(Saved entries)
-------

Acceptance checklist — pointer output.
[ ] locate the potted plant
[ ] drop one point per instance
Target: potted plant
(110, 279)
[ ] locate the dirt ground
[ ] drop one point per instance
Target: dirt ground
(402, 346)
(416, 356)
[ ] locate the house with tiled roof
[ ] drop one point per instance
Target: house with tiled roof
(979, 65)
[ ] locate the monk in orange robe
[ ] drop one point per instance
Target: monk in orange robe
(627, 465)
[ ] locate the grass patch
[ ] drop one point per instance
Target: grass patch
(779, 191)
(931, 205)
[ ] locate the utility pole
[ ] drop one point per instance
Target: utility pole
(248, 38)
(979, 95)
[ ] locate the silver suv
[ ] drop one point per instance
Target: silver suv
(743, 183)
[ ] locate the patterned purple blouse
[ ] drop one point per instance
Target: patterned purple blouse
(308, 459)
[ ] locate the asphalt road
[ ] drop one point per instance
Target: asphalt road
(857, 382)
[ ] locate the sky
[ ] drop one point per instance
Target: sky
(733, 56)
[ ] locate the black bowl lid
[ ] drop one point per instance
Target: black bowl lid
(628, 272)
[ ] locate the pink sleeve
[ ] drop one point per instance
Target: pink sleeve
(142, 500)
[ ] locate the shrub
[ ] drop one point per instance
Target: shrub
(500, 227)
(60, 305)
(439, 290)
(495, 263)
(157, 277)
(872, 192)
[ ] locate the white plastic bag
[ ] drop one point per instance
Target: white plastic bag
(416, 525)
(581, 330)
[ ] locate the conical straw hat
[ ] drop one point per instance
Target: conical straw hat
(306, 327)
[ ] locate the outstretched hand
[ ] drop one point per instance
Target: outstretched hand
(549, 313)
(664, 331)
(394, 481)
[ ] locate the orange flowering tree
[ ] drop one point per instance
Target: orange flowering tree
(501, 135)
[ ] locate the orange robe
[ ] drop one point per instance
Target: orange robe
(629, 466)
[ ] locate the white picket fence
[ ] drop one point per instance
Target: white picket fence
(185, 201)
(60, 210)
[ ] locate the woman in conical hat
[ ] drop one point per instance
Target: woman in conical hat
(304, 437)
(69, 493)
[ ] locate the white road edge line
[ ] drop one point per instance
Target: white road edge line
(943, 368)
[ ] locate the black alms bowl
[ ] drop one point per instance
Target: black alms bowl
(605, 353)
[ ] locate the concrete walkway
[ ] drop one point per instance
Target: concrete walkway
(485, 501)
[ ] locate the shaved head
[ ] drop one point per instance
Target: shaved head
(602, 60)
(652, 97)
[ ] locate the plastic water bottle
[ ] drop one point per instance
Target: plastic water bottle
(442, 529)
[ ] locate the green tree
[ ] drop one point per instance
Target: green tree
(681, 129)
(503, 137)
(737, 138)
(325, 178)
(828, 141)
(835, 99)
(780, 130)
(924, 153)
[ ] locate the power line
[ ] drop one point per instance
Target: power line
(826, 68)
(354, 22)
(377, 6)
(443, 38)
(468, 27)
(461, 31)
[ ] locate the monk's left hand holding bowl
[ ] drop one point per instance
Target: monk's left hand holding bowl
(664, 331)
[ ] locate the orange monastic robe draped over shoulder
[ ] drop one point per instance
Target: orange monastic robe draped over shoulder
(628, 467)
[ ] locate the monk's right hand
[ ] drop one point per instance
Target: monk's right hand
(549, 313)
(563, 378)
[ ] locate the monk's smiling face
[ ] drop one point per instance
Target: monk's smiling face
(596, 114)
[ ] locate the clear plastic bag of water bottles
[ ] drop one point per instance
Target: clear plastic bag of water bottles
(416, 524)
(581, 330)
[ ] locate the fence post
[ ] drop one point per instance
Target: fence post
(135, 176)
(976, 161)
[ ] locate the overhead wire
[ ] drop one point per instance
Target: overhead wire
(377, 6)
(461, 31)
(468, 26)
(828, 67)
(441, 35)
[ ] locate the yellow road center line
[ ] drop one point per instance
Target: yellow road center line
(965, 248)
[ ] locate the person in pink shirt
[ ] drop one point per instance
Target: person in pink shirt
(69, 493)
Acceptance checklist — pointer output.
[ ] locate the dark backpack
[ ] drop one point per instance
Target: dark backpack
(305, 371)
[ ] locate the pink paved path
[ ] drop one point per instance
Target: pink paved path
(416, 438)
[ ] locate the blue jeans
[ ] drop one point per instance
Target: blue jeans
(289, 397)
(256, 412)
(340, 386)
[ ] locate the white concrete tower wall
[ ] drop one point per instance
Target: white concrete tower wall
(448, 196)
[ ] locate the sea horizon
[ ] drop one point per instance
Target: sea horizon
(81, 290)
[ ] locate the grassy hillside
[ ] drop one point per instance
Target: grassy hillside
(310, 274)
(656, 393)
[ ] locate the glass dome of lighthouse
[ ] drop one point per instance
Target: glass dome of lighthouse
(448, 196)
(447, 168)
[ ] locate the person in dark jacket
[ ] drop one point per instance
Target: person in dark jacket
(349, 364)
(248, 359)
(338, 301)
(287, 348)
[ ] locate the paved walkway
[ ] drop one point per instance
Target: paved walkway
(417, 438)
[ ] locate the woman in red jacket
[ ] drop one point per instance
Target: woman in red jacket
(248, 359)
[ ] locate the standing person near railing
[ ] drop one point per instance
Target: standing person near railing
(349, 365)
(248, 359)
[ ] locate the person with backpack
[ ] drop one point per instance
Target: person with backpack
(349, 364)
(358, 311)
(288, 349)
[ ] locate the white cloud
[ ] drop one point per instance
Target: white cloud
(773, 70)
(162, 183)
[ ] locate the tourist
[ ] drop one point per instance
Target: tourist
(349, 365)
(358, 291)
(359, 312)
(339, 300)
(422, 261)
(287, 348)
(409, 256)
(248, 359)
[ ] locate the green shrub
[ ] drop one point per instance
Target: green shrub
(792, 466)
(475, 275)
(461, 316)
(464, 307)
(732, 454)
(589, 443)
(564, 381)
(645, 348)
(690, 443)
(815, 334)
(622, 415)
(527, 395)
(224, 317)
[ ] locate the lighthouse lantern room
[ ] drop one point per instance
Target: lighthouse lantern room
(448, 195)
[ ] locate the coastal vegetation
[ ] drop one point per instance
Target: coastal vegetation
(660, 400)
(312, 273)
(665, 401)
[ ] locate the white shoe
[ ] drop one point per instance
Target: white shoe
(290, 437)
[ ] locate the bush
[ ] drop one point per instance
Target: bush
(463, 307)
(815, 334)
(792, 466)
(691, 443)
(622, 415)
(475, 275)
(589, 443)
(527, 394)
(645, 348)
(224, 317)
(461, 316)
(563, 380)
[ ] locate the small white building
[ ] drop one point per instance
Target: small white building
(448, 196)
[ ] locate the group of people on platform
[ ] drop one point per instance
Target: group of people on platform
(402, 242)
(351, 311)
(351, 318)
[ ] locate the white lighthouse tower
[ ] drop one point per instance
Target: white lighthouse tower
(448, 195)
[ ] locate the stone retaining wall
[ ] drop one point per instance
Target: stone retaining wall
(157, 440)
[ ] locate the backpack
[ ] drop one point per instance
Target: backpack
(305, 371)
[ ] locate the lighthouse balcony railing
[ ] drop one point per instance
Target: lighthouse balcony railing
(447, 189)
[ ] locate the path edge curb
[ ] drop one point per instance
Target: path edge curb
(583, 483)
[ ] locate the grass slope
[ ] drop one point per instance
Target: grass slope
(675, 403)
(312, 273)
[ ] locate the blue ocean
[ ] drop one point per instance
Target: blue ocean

-------

Problem details> Restate all entries above verbatim.

Response box>
Acceptance checklist — pointer output.
[ ] locate the potted plant
[ ] drop one point per instance
Target: potted plant
(110, 279)
[ ] locate the dirt ground
[ ] drop one point per instance
Target: dirt ground
(402, 346)
(416, 356)
[ ] locate the house with tiled roof
[ ] drop one point per instance
Target: house with tiled roof
(979, 65)
[ ] locate the monk in orange robe
[ ] drop one point per instance
Target: monk in orange robe
(627, 465)
[ ] locate the grass patch
[ ] drop one point per instance
Target: grass patch
(779, 191)
(931, 205)
[ ] locate the utility pole
[ ] drop one point per instance
Target: utility pole
(248, 38)
(979, 95)
[ ] locate the silver suv
[ ] drop one point per instance
Target: silver suv
(743, 183)
[ ] locate the patterned purple blouse
[ ] drop one point per instance
Target: patterned purple blouse
(308, 459)
[ ] locate the asphalt road
[ ] drop one point per instance
Target: asphalt road
(857, 382)
[ ] locate the sky
[ ] drop one point per instance
Target: sky
(733, 56)
[ ] locate the black bowl lid
[ ] drop one point per instance
Target: black bowl lid
(628, 272)
[ ] locate the pink sleeve
[ ] drop one point per instance
Target: pink sleeve
(142, 500)
[ ] locate the shrub
[ ] drop one point per instance
Target: shrub
(500, 227)
(60, 305)
(439, 290)
(495, 263)
(157, 277)
(872, 192)
[ ] locate the white plastic bag
[ ] drop one point per instance
Target: white plastic bag
(416, 525)
(581, 330)
[ ] locate the conical straw hat
[ ] drop one point per instance
Target: conical straw hat
(306, 327)
[ ] locate the outstretched hand
[ ] drop one point per instance
Target: outstretched hand
(549, 313)
(664, 331)
(394, 481)
[ ] locate the orange flowering tree
[ ] drop one point per instance
Target: orange flowering tree
(501, 135)
[ ] locate the orange robe
[ ] drop one point per instance
Target: orange robe
(629, 466)
[ ] locate the white picket fence
[ ] drop one point per instance
Target: white picket fence
(185, 201)
(60, 210)
[ ] locate the woman in conical hat
[ ] drop one point per instance
Target: woman in conical hat
(304, 437)
(69, 493)
[ ] locate the white road edge line
[ ] drop one point per instance
Target: white road edge line
(943, 368)
[ ] locate the black alms bowl
[ ] drop one point per instance
Target: black alms bowl
(605, 353)
[ ] locate the concrete walkway
[ ] drop one point per instance
Target: concrete walkway
(485, 501)
[ ] locate the shaved head
[ ] drop one point per instance
Target: shaved head
(602, 60)
(652, 97)
[ ] locate the plastic water bottle
[ ] drop one point per instance
Target: plastic water bottle
(442, 529)
[ ] locate the green tree
[ ] drop one point per instance
Target: green tree
(681, 129)
(503, 137)
(737, 138)
(325, 178)
(828, 141)
(835, 99)
(780, 130)
(924, 153)
[ ] locate the power line
[ ] drop one point per instance
Target: power line
(826, 68)
(354, 22)
(377, 6)
(443, 38)
(468, 27)
(461, 31)
[ ] locate the monk's left hand holding bowl
[ ] drop one point per instance
Target: monk's left hand holding bowl
(664, 331)
[ ] locate the orange monastic robe draped over shoulder
[ ] drop one point per instance
Target: orange monastic robe draped over shoulder
(628, 467)
[ ] locate the monk's right hand
[ ] drop one point per instance
Target: monk's right hand
(549, 313)
(563, 378)
[ ] locate the monk's smiling face
[ ] drop one point per instance
Target: monk's smiling face
(596, 114)
[ ] locate the clear plastic bag of water bottles
[ ] drop one point per instance
Target: clear plastic bag of water bottles
(416, 524)
(581, 330)
[ ] locate the fence post
[ ] drop one point per instance
Target: fence post
(135, 176)
(976, 161)
[ ] locate the overhead wire
[ ] drop one point per instance
Target: overhead wire
(377, 6)
(461, 31)
(468, 26)
(828, 67)
(441, 35)
[ ] locate the yellow road center line
[ ] drop one point per instance
Target: yellow road center line
(965, 248)
[ ] locate the person in pink shirt
[ ] drop one point per instance
Target: person in pink shirt
(69, 493)
Acceptance checklist — pointer output.
[ ] locate the dark backpack
[ ] drop one point per instance
Target: dark backpack
(305, 371)
[ ] locate the pink paved path
[ ] drop one point per instance
Target: pink paved path
(416, 438)
[ ] locate the blue jeans
[ ] drop one point per instance
Target: blue jeans
(289, 397)
(256, 412)
(340, 386)
[ ] locate the white concrete tower wall
[ ] drop one point per instance
Target: white concrete tower wall
(448, 196)
[ ] locate the sea horizon
[ ] drop one point per instance
Target: sea horizon
(81, 290)
[ ] locate the grassy hillside
[ ] drop one point per instance
Target: grassy hillside
(310, 274)
(656, 393)
[ ] locate the glass dome of lighthouse
[ ] drop one point per instance
Target: glass dome of lighthouse
(448, 196)
(447, 168)
[ ] locate the person in dark jacket
[ ] drop one point per instance
Target: person in dark jacket
(349, 364)
(248, 359)
(338, 301)
(287, 348)
[ ] locate the paved walkway
[ ] drop one point per instance
Target: paved walkway
(417, 438)
[ ] locate the woman in red jacket
[ ] drop one point per instance
Target: woman in red jacket
(248, 359)
[ ] locate the standing person near railing
[ ] drop one point per instance
Target: standing person near railing
(349, 365)
(248, 359)
[ ] locate the person with backpack
[ ] drop one point per instance
Target: person with backpack
(349, 364)
(358, 311)
(288, 349)
[ ] locate the white cloud
[ ] drop one point per instance
Target: white cloud
(773, 70)
(162, 183)
[ ] locate the tourist
[ ] drop one point per instance
Target: tourist
(349, 365)
(358, 291)
(359, 312)
(339, 300)
(422, 261)
(287, 348)
(409, 256)
(248, 359)
[ ] locate the green shrub
[ ] drop one point per instance
Target: green shrub
(792, 466)
(475, 275)
(461, 316)
(464, 307)
(732, 454)
(589, 443)
(564, 381)
(645, 348)
(690, 443)
(815, 334)
(622, 415)
(527, 395)
(224, 317)
[ ] locate the lighthouse lantern room
[ ] drop one point per instance
Target: lighthouse lantern room
(448, 195)
[ ] locate the coastal vegetation
[ ] drop one point per instance
Target: coastal vegetation
(660, 400)
(312, 273)
(665, 401)
[ ] locate the white shoe
[ ] drop one point per instance
Target: white shoe
(290, 437)
[ ] locate the bush
[ ] drop one point per instance
Target: bush
(463, 307)
(815, 334)
(792, 466)
(691, 443)
(622, 415)
(475, 275)
(589, 443)
(527, 394)
(645, 348)
(224, 317)
(461, 316)
(563, 380)
[ ] locate the small white building
[ ] drop one point per instance
Target: small white building
(448, 196)
[ ] locate the group of people on platform
[ ] drop one point per instance
Target: group of people on platform
(402, 242)
(351, 311)
(351, 318)
[ ] locate the white lighthouse tower
[ ] drop one point per instance
Target: white lighthouse tower
(448, 195)
[ ] locate the stone retaining wall
[ ] drop one point per instance
Target: stone retaining wall
(157, 440)
[ ] locate the backpack
[ ] drop one point per instance
Target: backpack
(305, 371)
[ ] locate the lighthouse balcony railing
[ ] drop one point per instance
Target: lighthouse balcony railing
(447, 189)
[ ] locate the path edge curb
[ ] drop one point per instance
Target: path edge curb
(583, 483)
[ ] locate the grass slope
[ ] drop one point per instance
Target: grass slope
(675, 403)
(312, 273)
[ ] locate the blue ocean
[ ] drop one point per instance
Target: blue ocean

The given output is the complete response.